What the task asks: The required output is the line that contains "Now, detect the vertical" and every line after it, each written out exactly, up to the end of the entries.

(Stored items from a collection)
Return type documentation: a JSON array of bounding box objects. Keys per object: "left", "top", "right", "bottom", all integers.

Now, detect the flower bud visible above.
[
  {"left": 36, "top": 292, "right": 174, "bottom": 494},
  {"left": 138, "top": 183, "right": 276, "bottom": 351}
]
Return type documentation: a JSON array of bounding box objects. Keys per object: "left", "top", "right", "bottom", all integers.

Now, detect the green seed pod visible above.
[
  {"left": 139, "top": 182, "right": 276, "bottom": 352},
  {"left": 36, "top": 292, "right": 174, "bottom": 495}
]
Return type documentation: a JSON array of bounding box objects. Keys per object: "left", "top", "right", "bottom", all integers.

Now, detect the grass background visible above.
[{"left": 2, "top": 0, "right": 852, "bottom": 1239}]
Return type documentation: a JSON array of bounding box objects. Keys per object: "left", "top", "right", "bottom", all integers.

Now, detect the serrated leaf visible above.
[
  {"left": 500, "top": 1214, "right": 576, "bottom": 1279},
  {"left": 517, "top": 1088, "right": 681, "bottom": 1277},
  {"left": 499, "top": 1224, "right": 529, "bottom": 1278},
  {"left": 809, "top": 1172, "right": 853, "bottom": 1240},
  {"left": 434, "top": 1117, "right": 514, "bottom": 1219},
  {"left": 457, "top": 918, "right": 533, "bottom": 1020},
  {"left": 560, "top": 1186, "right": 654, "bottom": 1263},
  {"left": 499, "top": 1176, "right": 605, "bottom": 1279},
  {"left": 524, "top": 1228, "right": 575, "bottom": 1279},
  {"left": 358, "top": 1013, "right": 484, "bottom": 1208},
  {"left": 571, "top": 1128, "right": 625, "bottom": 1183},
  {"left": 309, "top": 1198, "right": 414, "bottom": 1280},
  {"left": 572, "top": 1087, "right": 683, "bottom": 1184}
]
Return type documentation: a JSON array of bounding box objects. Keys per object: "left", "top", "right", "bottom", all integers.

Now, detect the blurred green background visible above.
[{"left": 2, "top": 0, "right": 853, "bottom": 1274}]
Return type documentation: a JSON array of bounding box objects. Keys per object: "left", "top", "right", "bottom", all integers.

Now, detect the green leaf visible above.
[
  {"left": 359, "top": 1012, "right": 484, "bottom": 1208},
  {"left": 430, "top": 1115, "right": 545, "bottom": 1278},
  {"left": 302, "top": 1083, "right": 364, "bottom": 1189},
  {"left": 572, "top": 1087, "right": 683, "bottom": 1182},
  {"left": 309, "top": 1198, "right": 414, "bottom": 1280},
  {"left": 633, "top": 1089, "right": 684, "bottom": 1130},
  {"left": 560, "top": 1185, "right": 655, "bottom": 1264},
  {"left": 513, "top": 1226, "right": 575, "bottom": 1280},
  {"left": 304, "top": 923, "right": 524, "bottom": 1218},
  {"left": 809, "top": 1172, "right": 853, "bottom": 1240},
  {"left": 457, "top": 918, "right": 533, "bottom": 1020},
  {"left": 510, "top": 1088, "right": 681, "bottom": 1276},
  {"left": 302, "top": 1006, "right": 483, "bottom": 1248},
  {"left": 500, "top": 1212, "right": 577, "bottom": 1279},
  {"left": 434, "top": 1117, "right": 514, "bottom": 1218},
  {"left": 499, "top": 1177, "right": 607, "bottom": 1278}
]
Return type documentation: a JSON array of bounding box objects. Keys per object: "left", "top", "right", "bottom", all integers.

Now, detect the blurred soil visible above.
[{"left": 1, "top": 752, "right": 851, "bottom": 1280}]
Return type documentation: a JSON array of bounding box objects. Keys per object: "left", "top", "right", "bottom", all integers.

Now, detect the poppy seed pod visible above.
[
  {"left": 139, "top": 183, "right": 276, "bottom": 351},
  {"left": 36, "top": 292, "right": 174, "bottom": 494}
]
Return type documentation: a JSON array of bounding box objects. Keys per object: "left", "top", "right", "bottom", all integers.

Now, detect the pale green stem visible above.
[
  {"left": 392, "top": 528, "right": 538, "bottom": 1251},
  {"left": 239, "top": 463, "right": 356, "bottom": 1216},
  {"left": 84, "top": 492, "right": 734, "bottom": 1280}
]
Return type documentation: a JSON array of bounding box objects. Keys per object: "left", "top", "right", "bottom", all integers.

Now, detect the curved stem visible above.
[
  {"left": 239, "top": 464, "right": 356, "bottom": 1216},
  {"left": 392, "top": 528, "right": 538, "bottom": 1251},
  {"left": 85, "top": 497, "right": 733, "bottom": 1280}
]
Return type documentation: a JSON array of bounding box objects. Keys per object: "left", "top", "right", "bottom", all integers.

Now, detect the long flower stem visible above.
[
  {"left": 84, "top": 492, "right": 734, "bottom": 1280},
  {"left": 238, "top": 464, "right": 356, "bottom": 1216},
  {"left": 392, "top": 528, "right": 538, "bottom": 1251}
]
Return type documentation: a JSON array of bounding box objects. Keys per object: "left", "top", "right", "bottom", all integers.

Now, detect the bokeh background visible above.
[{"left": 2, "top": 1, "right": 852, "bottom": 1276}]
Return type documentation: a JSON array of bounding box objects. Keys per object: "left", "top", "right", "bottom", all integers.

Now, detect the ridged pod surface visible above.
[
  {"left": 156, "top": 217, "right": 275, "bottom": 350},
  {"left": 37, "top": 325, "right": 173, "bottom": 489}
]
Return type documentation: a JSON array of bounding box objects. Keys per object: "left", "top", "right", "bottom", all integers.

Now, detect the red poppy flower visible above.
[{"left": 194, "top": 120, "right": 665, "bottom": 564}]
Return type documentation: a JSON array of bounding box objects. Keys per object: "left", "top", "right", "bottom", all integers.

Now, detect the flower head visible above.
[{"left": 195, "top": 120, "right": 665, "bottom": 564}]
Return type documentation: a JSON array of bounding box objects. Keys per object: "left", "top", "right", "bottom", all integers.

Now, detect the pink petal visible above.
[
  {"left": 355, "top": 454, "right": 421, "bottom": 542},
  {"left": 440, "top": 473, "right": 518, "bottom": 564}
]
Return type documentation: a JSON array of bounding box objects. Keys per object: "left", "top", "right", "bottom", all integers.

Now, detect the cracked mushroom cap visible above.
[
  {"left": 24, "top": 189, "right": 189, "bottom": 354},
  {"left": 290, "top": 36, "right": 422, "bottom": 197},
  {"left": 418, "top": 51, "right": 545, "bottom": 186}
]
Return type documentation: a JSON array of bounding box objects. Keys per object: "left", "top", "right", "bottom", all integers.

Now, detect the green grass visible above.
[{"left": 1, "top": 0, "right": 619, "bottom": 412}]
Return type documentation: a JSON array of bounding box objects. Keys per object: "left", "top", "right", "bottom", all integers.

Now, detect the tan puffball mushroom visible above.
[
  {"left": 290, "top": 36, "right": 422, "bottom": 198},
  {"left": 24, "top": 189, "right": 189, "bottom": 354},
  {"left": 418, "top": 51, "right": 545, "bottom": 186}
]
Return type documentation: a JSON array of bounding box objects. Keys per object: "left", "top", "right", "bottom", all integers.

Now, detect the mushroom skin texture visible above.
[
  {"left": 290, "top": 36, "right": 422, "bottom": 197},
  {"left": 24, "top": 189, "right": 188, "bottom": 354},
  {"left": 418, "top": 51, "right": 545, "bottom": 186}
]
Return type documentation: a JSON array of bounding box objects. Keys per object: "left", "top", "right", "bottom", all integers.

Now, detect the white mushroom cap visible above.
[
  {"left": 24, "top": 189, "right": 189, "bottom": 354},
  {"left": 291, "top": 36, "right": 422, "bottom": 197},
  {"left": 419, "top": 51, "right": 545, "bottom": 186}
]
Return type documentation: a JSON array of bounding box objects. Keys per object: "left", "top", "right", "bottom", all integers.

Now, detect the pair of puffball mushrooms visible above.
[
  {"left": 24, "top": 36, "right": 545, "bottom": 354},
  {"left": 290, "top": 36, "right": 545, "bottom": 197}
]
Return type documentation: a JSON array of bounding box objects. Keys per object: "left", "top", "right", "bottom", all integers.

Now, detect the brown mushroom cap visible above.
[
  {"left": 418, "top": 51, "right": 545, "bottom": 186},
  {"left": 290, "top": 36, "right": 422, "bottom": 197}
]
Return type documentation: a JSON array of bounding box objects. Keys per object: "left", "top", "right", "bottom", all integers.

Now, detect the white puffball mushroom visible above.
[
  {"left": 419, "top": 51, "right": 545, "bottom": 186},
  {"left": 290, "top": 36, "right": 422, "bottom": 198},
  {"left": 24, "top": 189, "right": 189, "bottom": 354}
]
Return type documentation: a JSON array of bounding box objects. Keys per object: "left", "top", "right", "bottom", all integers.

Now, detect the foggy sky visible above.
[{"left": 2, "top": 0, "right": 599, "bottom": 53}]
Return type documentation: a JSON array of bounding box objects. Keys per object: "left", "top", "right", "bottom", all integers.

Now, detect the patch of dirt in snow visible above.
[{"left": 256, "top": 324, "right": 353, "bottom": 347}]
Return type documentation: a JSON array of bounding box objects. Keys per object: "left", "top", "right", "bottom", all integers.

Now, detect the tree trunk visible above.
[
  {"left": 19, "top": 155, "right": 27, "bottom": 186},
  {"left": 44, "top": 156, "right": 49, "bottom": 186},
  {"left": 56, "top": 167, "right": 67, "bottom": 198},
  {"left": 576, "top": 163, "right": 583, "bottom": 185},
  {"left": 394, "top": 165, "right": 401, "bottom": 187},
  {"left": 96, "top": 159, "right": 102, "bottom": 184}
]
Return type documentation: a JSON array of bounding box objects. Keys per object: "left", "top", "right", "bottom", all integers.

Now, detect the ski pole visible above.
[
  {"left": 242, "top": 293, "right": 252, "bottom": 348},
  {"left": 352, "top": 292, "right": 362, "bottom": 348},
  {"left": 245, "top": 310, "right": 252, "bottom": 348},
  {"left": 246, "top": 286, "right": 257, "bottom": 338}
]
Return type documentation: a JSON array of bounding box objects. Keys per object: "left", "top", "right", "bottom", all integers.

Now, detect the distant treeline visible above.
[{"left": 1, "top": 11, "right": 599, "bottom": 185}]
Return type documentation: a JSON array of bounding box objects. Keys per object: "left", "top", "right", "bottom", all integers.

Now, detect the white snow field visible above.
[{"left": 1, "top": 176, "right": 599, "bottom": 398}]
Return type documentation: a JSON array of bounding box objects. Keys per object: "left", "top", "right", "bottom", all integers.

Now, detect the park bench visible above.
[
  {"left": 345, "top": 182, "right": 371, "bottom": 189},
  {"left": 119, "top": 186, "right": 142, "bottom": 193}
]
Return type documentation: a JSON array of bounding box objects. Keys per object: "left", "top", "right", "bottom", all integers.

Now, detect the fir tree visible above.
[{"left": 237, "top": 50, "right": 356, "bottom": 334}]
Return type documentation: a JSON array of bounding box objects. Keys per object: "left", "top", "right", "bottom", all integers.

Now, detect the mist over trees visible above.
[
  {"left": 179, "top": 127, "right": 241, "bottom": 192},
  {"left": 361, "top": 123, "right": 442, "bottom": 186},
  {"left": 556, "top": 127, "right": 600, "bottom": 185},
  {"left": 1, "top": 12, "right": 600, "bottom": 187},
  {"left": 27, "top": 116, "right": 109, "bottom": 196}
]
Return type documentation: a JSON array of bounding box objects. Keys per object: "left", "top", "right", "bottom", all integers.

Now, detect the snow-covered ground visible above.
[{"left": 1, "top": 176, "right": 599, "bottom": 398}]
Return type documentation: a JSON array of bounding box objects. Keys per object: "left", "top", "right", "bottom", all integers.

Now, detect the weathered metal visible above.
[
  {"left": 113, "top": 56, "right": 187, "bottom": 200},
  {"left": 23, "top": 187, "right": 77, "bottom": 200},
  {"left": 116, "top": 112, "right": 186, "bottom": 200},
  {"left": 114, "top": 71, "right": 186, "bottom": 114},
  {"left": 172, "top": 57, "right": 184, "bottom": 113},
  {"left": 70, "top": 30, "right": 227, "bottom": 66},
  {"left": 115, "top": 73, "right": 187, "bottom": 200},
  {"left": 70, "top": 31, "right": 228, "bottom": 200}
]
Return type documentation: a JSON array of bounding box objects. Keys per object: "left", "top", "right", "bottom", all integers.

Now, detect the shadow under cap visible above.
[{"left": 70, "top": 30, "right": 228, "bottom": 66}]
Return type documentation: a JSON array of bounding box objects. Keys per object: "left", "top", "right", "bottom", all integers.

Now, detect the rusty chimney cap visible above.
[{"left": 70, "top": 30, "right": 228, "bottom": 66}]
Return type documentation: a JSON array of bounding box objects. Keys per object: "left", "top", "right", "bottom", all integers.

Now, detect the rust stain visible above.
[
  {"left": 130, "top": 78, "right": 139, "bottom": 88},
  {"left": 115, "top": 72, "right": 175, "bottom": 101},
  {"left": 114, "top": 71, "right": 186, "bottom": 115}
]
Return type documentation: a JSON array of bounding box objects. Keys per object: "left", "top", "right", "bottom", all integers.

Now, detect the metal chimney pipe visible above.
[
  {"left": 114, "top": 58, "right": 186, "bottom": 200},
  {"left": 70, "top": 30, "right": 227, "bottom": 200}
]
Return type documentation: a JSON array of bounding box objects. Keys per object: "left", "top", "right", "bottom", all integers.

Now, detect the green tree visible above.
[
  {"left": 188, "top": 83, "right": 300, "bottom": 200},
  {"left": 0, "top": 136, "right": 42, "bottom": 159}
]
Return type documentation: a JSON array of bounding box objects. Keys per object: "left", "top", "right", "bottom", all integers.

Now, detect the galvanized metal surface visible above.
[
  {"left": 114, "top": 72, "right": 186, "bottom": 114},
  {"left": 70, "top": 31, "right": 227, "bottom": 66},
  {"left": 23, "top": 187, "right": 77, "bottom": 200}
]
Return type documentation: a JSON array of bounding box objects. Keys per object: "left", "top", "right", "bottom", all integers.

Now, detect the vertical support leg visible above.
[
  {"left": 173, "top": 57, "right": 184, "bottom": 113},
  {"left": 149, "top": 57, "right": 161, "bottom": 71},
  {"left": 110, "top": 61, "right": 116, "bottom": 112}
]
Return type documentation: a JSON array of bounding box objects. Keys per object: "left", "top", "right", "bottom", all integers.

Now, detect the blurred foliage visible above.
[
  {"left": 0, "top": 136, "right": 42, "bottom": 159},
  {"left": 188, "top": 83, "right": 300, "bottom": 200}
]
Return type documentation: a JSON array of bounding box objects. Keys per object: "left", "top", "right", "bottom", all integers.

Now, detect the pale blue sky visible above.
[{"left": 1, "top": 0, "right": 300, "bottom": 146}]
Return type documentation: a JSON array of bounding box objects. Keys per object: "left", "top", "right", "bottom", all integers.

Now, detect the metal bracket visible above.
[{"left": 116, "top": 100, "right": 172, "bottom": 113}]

Solution below:
Now, detect the vertical support leg visible above.
[
  {"left": 173, "top": 57, "right": 184, "bottom": 113},
  {"left": 149, "top": 57, "right": 161, "bottom": 71},
  {"left": 110, "top": 61, "right": 116, "bottom": 112}
]
Return type documentation: a JSON array of bounding box objects. Keys per object: "left", "top", "right", "bottom", all integers.

Now, detect the blurred foliage visible above.
[
  {"left": 0, "top": 136, "right": 42, "bottom": 159},
  {"left": 188, "top": 83, "right": 300, "bottom": 200}
]
Return type documentation: a JSON array of bounding box objects. Keys per object: "left", "top", "right", "bottom", all integers.

Now, detect the pale blue sky visible above.
[{"left": 1, "top": 0, "right": 300, "bottom": 146}]
Return type documentation: a JSON array of bounding box objects. Keys per object: "left", "top", "right", "bottom", all integers.

Now, detect the metal bracket visible above.
[{"left": 116, "top": 100, "right": 172, "bottom": 113}]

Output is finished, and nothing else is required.